Supplied passage
▬▬▬
Indole Photoionization and Coinage Metal CMA Photosensitizer Publications Accepted!

Using time-correlated single photon counting (TCSPC) and psTA with a thermally activated delayed fluorescence (TADF) model, the variation in intersystem crossing (ISC), (S1 → T1) rates (∼3–120 × 109 s–1), and ΔEST values (73–115 meV) for the Carbazole-Metal-Amide compounds were fully characterized, reflecting systematic changes to the carbene, carbazole, and metal.

The photoionization dynamics of indole, the ultraviolet-B chromophore of tryptophan, were explored in water and ethanol using ultrafast transient absorption spectroscopy with 292, 268, and 200 nm excitation.

Two important papers published this week by the Bradforth group. Take a look at the full list of the group’s publications which are now searchable by tags. (As with our recent JACS paper, both are open access and also have data deposited in an open access repository)
▬▬▬
What you are asked to do
Answer these from the post about the two accepted papers:
1. In which two liquids was indole photoionization studied?
2. What range of ΔEST values was found for the Carbazole-Metal-Amide compounds?
3. Which group published the two papers?
The listing that follows has nothing to do with the post above.

Data for analysis
▬▬▬
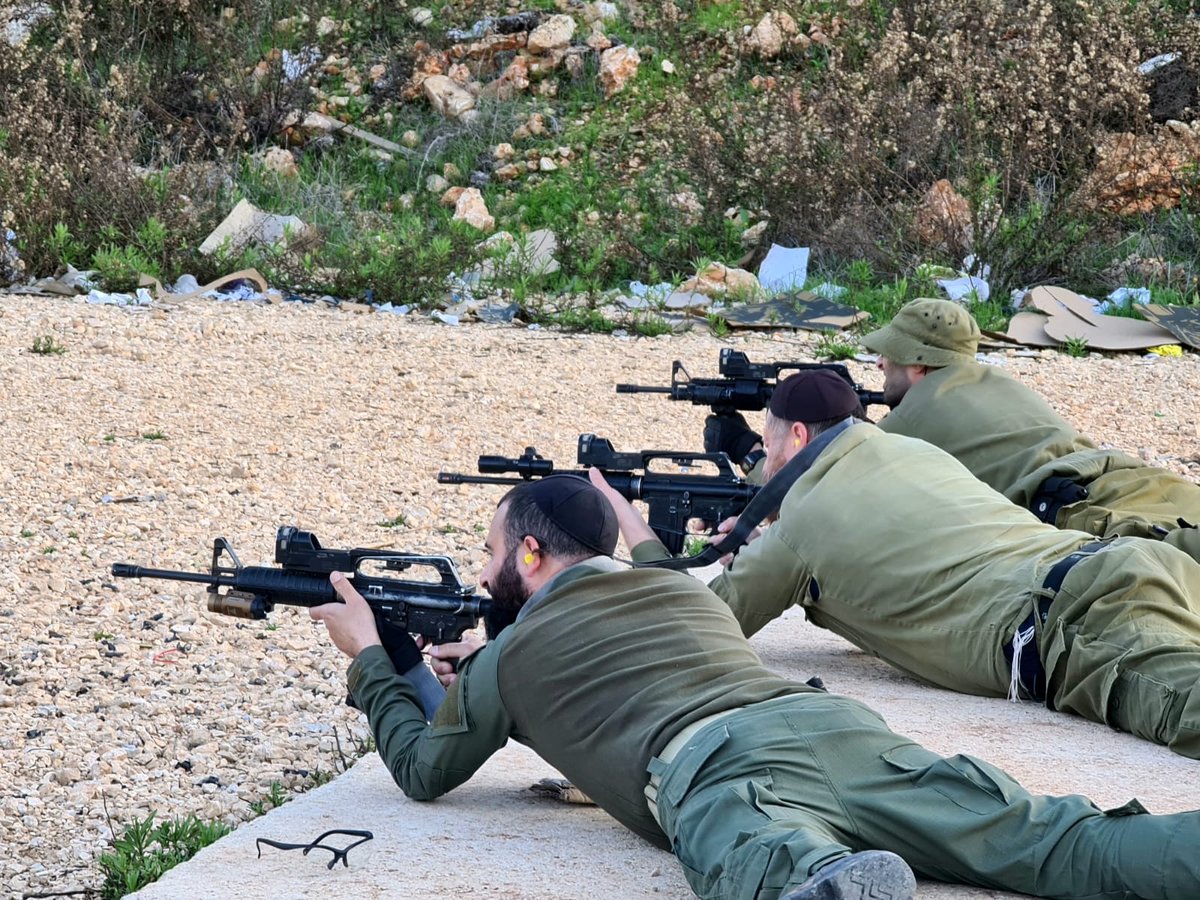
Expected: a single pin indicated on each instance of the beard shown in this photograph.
(508, 591)
(509, 594)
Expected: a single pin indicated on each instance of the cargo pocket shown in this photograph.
(965, 781)
(677, 778)
(1141, 705)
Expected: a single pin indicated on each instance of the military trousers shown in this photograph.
(1121, 643)
(759, 801)
(1140, 503)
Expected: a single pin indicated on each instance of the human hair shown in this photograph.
(817, 427)
(523, 516)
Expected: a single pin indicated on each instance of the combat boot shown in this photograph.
(870, 875)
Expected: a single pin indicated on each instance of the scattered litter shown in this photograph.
(803, 310)
(241, 285)
(965, 286)
(687, 300)
(1069, 316)
(828, 291)
(1156, 63)
(67, 282)
(651, 291)
(297, 65)
(1167, 349)
(102, 298)
(784, 269)
(1122, 299)
(10, 261)
(497, 315)
(931, 270)
(1183, 322)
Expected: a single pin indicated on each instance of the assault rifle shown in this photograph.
(673, 499)
(743, 384)
(437, 610)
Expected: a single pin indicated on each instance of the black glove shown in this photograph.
(729, 433)
(401, 648)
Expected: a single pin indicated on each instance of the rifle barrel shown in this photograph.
(642, 389)
(124, 570)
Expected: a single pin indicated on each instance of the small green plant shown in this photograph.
(831, 346)
(1075, 347)
(46, 346)
(145, 850)
(651, 327)
(718, 325)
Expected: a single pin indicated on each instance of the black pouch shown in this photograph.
(1055, 493)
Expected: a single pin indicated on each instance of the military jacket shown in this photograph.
(595, 676)
(1002, 431)
(892, 544)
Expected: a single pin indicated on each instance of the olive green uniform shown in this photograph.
(1011, 439)
(895, 546)
(604, 667)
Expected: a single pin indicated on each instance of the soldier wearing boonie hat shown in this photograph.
(1011, 438)
(895, 546)
(640, 688)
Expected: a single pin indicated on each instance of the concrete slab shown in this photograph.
(493, 838)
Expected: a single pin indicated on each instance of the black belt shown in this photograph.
(1030, 671)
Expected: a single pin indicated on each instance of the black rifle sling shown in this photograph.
(765, 503)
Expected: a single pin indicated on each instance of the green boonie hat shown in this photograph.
(927, 333)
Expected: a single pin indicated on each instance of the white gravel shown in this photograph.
(160, 430)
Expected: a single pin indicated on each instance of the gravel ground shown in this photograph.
(160, 430)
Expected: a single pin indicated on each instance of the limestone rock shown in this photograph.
(719, 280)
(617, 66)
(766, 39)
(447, 96)
(1143, 173)
(471, 209)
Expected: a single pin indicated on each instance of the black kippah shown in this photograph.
(579, 509)
(813, 395)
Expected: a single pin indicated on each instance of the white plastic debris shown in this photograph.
(1123, 298)
(828, 291)
(784, 269)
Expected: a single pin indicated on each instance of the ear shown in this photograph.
(799, 436)
(531, 555)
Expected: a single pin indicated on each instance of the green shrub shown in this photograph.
(145, 850)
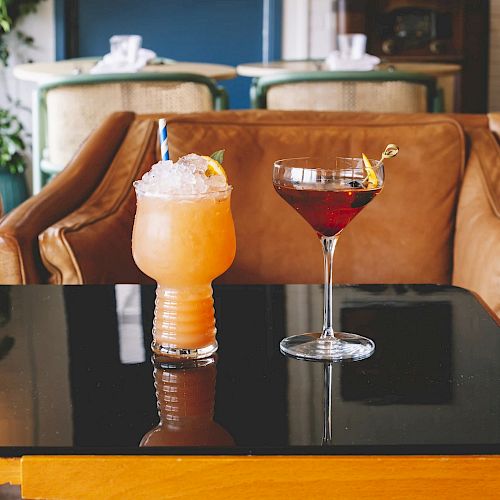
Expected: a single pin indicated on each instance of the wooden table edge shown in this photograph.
(374, 476)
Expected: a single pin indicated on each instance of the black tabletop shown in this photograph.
(76, 374)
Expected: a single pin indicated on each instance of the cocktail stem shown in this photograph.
(328, 243)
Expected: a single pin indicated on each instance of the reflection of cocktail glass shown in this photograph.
(328, 194)
(184, 242)
(186, 396)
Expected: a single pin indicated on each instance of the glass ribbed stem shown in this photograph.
(328, 243)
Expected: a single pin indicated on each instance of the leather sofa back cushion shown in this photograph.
(404, 236)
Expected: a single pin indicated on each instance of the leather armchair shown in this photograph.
(437, 220)
(20, 261)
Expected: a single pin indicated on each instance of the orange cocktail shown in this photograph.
(183, 240)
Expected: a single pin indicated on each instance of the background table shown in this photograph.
(46, 72)
(76, 379)
(447, 75)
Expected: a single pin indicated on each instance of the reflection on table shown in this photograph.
(185, 399)
(78, 377)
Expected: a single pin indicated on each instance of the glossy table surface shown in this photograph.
(76, 375)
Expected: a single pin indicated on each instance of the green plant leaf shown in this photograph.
(218, 155)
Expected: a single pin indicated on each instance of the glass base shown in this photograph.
(173, 354)
(344, 347)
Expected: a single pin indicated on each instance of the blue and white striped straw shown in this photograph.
(162, 129)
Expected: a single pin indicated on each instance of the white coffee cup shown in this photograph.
(352, 45)
(125, 47)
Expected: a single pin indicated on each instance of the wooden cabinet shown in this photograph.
(453, 31)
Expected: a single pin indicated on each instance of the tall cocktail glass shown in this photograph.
(184, 242)
(328, 193)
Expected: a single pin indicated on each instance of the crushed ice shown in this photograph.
(184, 177)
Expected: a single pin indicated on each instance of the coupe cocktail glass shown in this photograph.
(184, 242)
(328, 193)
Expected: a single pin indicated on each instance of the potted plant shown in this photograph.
(13, 189)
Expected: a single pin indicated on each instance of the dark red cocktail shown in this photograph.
(328, 212)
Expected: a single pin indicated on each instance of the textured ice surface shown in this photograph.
(184, 177)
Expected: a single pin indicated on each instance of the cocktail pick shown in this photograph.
(390, 151)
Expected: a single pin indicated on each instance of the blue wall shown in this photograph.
(217, 31)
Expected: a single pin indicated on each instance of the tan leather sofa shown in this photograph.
(436, 221)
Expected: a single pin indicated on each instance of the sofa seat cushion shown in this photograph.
(404, 236)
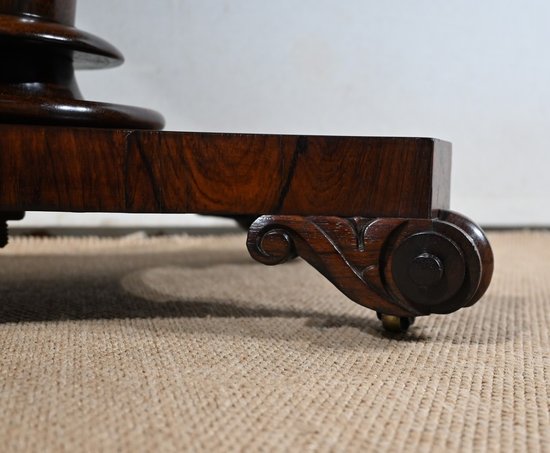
▬▬▬
Exercise answer
1. Water and ethanol
2. 73–115 meV
3. The Bradforth group